I need help in understanding an issue that I am seeing in using Inflater and Deflator classes in Java. My requirement is very simple. I want to compress and decompress Java strings.
The issue is that if my string is less than 54 characters then the decompression does not returns all the characters of the strings. My compression and decompression code are as follows:
public String compress(String payload) {
Deflater deflater = new Deflater();
deflater.setInput(payload.getBytes(StandardCharsets.ISO_8859_1));
deflater.finish();
byte[] output = new byte[payload.length()];
int size = deflater.deflate(output);
byte[] payloadArray = Arrays.copyOf(output, size);// I do this to make sure only the compressed data is returned
deflater.end();
return new String(payloadArray, StandardCharsets.ISO_8859_1);
}
public String decompress(String compressedPayload, int originalPayloadSize) {
Inflater inflater = new Inflater();
inflater.setInput(compressedPayload.getBytes(StandardCharsets.ISO_8859_1));
byte[] output = new byte[originalPayloadSize];
int orgSize = inflater.inflate(output);
inflater.end();
return new String(output, StandardCharsets.ISO_8859_1);
}
My test case is as follows:
@Test
void verify() {
final String payload = "1 2 3 4 5 6 7 8 9 one two apple orange banana leaves ";// This fails!!
==============================
## EXERCISE DESCRIPTION:
Reproduce the Java compression post between "I need help" and "decompress Java strings.", inclusive.

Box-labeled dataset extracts
==============================
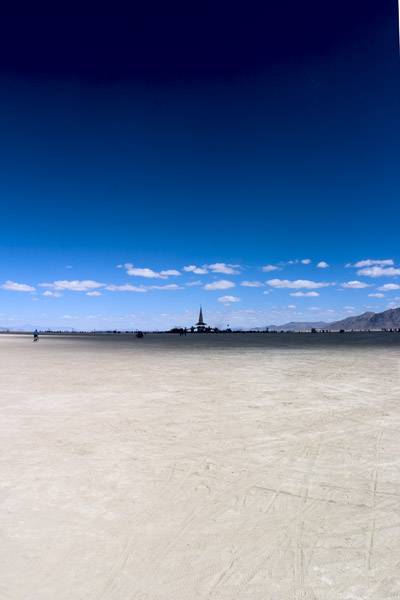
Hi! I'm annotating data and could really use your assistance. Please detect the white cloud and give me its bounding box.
[124,263,176,279]
[357,266,400,277]
[39,279,105,292]
[352,258,394,269]
[185,279,203,287]
[204,279,235,291]
[160,269,181,277]
[378,283,400,292]
[106,283,147,292]
[261,265,279,273]
[1,279,36,292]
[267,279,334,289]
[149,283,182,291]
[342,281,370,290]
[43,290,62,298]
[290,292,319,298]
[207,263,239,275]
[218,296,240,304]
[240,281,264,287]
[183,265,208,275]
==============================
## RESULT OF THIS EXERCISE:
I need help in understanding an issue that I am seeing in using Inflater and Deflator classes in Java. My requirement is very simple. I want to compress and decompress Java strings.